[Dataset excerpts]
=== Begin Enclosure ===

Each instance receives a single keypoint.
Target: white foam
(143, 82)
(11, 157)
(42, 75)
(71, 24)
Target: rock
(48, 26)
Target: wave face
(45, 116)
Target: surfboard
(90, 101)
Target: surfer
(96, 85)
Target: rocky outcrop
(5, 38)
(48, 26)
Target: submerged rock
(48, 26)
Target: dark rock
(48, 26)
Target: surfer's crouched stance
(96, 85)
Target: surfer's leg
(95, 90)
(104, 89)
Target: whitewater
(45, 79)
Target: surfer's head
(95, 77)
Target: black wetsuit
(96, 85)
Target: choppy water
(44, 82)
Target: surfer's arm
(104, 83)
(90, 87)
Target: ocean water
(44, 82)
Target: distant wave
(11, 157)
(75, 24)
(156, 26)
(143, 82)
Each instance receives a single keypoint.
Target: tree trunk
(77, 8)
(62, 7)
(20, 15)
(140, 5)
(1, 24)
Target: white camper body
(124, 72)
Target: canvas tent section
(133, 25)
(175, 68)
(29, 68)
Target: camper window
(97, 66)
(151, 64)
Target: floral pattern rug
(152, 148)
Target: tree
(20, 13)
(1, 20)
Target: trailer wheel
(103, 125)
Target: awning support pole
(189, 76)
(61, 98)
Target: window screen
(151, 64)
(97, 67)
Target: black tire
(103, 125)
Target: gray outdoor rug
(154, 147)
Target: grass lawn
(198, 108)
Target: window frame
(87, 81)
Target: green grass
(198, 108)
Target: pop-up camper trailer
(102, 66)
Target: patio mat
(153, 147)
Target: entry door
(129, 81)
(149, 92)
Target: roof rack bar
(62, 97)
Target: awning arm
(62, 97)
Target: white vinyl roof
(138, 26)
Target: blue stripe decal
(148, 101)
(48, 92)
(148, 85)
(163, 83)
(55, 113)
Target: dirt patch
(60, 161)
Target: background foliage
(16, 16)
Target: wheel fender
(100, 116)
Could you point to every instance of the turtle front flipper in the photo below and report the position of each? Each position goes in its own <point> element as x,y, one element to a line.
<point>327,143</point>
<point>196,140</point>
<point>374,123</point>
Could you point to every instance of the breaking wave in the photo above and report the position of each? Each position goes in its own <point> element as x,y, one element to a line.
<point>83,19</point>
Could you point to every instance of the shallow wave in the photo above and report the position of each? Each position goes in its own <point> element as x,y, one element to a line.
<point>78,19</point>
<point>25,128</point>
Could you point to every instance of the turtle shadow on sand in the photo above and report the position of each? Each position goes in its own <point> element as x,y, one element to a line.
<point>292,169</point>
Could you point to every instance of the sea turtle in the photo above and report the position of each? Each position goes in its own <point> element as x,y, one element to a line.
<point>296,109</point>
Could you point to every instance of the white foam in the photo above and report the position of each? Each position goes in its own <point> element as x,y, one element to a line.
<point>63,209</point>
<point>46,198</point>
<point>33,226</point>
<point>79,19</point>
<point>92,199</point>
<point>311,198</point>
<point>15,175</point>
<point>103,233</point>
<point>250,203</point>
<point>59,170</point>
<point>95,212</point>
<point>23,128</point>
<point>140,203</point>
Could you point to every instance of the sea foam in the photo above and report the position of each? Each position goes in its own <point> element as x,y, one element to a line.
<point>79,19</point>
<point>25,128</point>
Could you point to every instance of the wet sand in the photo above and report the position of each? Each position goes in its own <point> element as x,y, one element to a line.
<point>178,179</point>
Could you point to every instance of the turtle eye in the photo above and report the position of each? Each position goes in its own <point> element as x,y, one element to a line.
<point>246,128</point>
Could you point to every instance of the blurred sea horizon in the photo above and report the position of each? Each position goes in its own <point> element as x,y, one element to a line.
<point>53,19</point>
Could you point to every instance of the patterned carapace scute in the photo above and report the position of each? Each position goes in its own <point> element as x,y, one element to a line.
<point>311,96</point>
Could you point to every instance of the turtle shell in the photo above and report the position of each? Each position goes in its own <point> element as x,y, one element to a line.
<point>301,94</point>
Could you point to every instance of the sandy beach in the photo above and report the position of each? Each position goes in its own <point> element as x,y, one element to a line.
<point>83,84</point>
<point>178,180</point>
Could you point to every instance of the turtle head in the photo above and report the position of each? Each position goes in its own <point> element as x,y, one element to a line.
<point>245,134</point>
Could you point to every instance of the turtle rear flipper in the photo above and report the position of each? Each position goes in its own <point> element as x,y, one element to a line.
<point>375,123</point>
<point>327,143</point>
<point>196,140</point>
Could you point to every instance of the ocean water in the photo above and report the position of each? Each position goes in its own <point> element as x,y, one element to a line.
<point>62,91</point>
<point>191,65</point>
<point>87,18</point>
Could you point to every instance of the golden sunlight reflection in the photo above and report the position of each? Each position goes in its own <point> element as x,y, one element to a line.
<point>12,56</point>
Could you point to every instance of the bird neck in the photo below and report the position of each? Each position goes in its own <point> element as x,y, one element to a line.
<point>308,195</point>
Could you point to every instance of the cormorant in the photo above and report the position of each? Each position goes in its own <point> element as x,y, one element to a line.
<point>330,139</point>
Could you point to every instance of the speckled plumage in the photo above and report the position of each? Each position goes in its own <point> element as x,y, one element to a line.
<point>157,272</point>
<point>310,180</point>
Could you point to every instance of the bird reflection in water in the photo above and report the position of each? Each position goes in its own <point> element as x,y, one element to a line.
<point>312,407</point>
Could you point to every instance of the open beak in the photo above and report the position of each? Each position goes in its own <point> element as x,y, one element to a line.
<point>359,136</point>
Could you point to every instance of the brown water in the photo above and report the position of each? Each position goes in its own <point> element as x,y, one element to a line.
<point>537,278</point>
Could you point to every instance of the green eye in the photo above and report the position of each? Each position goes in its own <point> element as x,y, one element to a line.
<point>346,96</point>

=== End Enclosure ===

Your goal: Once the line with "Could you point to every instance of the ocean" is found, write out that line and every one after it through the last line of the records, exactly and with nothing else.

Answer section:
Could you point to every instance of the ocean water in the photo above and report the position of each? Each position goes in its own <point> element as x,y, one element to a line.
<point>62,91</point>
<point>191,65</point>
<point>87,18</point>
Could you point to every instance of the golden sunlight reflection in the photo above and report the position of each? Each position goes in its own <point> element as x,y, one element to a line.
<point>12,56</point>
Could you point to every instance of the bird neck in the photo below and report the position of each? Each position goes in its own <point> element as x,y, one element to a line.
<point>308,195</point>
Could you point to every instance of the cormorant in the photo above and report the position of each? Each position goes in its own <point> element as x,y, one element to a line.
<point>330,139</point>
Could you point to every instance of the speckled plumage in the photo above and report the position of each? Each position goes in its own <point> element as x,y, one element to a line.
<point>157,272</point>
<point>310,180</point>
Could you point to every instance of the bird reflection in water in the photo above and report the position of each? Each position goes in its own <point> element as x,y, one element to a line.
<point>312,407</point>
Could you point to every instance of the open beak in the photo above and report the position of each? Each position goes in its own <point> element as x,y, one element to a line.
<point>359,136</point>
Could you point to every instance of the brown water in the photo above and report the position of each? Each position goes in its own <point> element as x,y, one element to a line.
<point>537,278</point>
Could you point to every instance of the green eye in the photo above and report the position of each? Each position goes in its own <point> element as x,y, one element to a line.
<point>346,96</point>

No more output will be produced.